• To do
Nothing but the lines from the one containing "kinda urgent — can u detect the glass vase" through the last line of the records belongs in the answer, copied exactly and with the pictures left out.

'''

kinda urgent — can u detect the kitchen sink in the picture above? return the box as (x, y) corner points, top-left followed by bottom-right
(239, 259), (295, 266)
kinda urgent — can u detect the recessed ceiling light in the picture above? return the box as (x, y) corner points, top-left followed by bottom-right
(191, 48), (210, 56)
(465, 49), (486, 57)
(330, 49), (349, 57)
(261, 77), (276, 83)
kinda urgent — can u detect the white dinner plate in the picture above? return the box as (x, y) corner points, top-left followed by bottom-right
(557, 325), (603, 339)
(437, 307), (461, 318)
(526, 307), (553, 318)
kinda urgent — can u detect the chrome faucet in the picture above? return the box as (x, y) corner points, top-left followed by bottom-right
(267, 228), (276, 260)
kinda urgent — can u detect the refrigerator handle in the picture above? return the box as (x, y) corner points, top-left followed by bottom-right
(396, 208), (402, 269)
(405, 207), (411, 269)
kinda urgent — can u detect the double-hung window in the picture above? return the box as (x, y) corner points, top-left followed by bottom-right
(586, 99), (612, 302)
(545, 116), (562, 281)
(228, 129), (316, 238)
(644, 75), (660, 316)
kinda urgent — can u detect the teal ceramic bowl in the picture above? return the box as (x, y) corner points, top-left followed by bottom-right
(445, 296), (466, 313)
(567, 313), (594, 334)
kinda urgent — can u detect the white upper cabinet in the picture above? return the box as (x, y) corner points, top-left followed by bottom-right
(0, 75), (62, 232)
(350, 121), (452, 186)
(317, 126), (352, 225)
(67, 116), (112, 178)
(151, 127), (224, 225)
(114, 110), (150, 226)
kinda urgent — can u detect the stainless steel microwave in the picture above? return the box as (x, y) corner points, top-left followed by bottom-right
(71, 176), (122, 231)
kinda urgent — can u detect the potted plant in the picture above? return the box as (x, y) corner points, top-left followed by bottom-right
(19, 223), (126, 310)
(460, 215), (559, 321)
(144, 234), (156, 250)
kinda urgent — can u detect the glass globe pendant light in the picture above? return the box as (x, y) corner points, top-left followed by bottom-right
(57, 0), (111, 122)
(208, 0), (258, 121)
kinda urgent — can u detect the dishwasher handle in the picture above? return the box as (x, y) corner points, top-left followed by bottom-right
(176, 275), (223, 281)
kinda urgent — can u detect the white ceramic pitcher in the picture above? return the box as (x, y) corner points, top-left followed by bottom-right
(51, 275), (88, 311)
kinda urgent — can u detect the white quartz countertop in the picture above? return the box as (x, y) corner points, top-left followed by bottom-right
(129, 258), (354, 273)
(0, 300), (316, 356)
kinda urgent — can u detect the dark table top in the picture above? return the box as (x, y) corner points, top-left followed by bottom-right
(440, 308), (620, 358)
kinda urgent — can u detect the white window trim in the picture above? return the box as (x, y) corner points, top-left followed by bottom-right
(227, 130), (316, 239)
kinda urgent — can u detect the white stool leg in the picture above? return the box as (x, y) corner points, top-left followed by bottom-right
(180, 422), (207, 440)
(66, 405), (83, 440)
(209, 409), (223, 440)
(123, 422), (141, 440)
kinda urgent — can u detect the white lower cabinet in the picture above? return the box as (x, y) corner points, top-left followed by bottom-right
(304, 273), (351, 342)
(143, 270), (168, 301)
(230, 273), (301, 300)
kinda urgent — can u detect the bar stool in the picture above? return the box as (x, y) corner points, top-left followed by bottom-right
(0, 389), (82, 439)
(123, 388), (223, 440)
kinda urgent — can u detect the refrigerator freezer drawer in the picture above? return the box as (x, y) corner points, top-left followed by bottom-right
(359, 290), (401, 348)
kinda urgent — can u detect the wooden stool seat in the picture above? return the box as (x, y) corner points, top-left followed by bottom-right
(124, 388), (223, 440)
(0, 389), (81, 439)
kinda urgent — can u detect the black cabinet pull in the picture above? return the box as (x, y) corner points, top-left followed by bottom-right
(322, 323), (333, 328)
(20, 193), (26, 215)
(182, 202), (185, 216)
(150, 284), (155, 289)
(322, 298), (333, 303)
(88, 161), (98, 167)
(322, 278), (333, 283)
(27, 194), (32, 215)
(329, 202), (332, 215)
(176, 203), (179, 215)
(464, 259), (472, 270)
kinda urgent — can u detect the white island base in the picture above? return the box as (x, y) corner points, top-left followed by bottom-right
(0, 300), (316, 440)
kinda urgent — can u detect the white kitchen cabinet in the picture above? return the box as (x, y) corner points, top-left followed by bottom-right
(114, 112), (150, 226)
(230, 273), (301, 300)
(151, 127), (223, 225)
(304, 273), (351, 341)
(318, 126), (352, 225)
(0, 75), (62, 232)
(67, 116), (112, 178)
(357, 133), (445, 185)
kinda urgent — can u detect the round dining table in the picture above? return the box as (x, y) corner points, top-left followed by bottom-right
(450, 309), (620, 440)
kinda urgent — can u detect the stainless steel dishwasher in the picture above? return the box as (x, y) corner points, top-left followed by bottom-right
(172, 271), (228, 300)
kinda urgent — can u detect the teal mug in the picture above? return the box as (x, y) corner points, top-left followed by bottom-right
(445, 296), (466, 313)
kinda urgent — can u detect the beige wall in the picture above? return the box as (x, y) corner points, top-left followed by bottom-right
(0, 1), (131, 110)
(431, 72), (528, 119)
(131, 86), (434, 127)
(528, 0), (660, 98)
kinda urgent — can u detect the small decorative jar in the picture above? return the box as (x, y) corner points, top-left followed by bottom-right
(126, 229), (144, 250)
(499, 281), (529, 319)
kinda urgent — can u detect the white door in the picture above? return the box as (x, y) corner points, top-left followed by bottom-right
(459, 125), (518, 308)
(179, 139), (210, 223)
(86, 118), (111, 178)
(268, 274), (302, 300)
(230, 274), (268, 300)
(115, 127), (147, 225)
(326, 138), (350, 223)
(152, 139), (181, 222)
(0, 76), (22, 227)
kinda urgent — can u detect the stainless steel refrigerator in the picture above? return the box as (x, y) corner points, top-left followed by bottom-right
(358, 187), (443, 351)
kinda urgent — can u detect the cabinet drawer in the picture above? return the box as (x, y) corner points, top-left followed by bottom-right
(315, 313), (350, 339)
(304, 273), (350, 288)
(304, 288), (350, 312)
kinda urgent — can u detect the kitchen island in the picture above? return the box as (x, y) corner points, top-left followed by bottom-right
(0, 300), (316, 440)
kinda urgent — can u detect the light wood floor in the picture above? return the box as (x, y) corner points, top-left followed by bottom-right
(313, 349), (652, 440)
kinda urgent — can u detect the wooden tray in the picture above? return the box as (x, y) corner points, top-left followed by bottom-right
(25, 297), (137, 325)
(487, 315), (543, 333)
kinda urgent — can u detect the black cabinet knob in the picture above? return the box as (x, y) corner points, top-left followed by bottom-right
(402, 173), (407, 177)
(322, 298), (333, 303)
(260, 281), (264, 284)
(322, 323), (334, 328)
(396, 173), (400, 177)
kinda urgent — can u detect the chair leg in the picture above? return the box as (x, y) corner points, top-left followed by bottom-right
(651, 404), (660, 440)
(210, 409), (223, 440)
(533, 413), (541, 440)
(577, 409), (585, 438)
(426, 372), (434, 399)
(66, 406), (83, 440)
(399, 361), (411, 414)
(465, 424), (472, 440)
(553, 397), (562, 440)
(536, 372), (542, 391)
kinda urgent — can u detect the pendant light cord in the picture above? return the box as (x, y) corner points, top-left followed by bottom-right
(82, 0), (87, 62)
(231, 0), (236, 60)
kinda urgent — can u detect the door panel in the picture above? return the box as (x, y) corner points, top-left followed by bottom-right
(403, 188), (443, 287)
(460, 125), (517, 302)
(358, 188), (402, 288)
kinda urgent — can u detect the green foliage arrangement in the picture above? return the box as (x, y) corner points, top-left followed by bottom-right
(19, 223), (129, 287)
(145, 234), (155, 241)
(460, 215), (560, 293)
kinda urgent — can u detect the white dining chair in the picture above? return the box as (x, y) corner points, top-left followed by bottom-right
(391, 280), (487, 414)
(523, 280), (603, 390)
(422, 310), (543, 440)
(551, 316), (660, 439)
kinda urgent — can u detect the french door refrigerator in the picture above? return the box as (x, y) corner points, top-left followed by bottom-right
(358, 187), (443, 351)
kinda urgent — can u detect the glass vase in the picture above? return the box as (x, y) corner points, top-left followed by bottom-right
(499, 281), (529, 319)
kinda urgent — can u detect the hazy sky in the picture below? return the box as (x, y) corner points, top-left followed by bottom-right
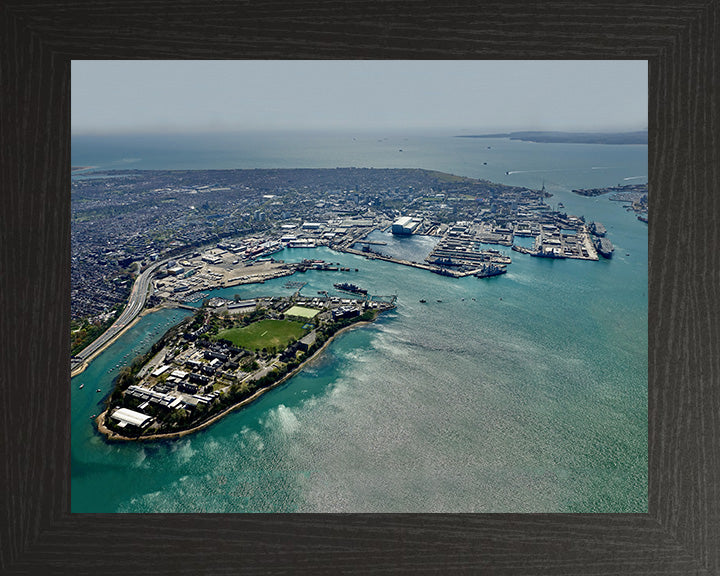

'''

• Response area
kinda urgent — can u detect the glass vase in the picture above? return the box as (x, y) corner points, top-left followed by bottom-right
(499, 281), (529, 319)
kinda urgent — can u detect the hazy sky in the picture below? return the box as (x, y) corner points, top-left followed by bottom-right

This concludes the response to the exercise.